### Task inputs

════════════════

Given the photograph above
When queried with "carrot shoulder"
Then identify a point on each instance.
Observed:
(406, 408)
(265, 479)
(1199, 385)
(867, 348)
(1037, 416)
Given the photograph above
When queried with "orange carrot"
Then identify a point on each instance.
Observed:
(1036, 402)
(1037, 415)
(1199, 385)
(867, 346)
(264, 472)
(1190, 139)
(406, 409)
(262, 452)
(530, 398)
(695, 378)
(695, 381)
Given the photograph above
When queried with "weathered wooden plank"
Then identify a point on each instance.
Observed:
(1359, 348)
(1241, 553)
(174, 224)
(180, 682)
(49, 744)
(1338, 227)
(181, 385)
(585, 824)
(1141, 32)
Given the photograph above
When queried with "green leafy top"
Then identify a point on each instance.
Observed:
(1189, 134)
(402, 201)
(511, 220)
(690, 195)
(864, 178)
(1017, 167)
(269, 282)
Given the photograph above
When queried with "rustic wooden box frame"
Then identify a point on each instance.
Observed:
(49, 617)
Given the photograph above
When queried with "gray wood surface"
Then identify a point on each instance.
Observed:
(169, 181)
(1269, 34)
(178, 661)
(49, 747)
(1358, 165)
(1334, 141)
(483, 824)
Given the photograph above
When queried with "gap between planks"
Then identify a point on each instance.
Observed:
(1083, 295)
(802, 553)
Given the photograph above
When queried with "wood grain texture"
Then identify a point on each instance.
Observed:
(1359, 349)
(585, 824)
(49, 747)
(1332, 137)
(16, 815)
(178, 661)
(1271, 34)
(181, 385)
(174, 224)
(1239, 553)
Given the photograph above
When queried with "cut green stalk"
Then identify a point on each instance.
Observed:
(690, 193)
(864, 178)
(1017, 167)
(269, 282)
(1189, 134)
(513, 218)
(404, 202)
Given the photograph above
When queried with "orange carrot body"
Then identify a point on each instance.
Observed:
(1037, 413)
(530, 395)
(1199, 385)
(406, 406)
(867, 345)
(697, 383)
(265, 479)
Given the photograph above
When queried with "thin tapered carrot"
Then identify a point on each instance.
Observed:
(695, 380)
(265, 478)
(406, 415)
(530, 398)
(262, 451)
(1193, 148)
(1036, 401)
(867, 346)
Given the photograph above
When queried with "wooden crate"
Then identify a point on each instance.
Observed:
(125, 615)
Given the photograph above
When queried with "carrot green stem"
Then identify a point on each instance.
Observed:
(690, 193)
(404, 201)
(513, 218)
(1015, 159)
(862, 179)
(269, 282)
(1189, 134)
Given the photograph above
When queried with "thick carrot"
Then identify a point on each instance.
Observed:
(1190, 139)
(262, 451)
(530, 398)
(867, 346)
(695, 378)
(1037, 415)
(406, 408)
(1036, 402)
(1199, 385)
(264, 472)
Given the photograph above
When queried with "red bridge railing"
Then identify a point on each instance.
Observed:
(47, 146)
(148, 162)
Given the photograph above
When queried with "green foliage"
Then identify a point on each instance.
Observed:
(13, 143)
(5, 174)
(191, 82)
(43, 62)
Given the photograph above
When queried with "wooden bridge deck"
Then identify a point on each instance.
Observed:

════════════════

Extract all lines from the data in which "orange" is found.

### Result of the exercise
When queried with "orange carrot"
When queried with "orange carrot body"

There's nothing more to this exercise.